── GIVEN PASSAGE

- Born: 20 November 1931 Melbourne, Victoria, Australia
- Died: 3 August 2022 (aged 89)
- Education: Melbourne High School University of Melbourne Stanford University
- Occupations: Poet; academic;

= Evan Jones (Australian poet) =

Australian poet and academic (1931–2022)

Evan Lloyd Jones (20 November 1931 – 3 August 2022) was an Australian poet and academic.

==Early life==
Born in Melbourne, 20 November 1931, Jones attended Melbourne High School, and studied at the University of Melbourne, and Stanford University (1958–1960) .

==Career==
After 1960, he taught English at the University of Melbourne.

────
── DATA PROVIDED

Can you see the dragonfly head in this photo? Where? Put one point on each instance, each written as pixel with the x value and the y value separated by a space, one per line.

────

== DIRECTIVES ==
(1) Summarize the Evan Jones biography in two sentences.
(2) From the Evan Jones biography, quote the part that opens with the words containing "Evan Lloyd Jones" and closes with "University (1958–1960) .".
(3) According to the Evan Jones biography, which university did Jones attend from 1958 to 1960?
The material after the biography is separate from it.

== WRITTEN RESPONSES ==
(1) Evan Lloyd Jones was an Australian poet and academic who was born in Melbourne on 20 November 1931 and died on 3 August 2022. He attended Melbourne High School, studied at the University of Melbourne and at Stanford University from 1958 to 1960, and after 1960 taught English at the University of Melbourne.

(2)
Evan Lloyd Jones (20 November 1931 – 3 August 2022) was an Australian poet and academic.

==Early life==
Born in Melbourne, 20 November 1931, Jones attended Melbourne High School, and studied at the University of Melbourne, and Stanford University (1958–1960) .

(3) Stanford University.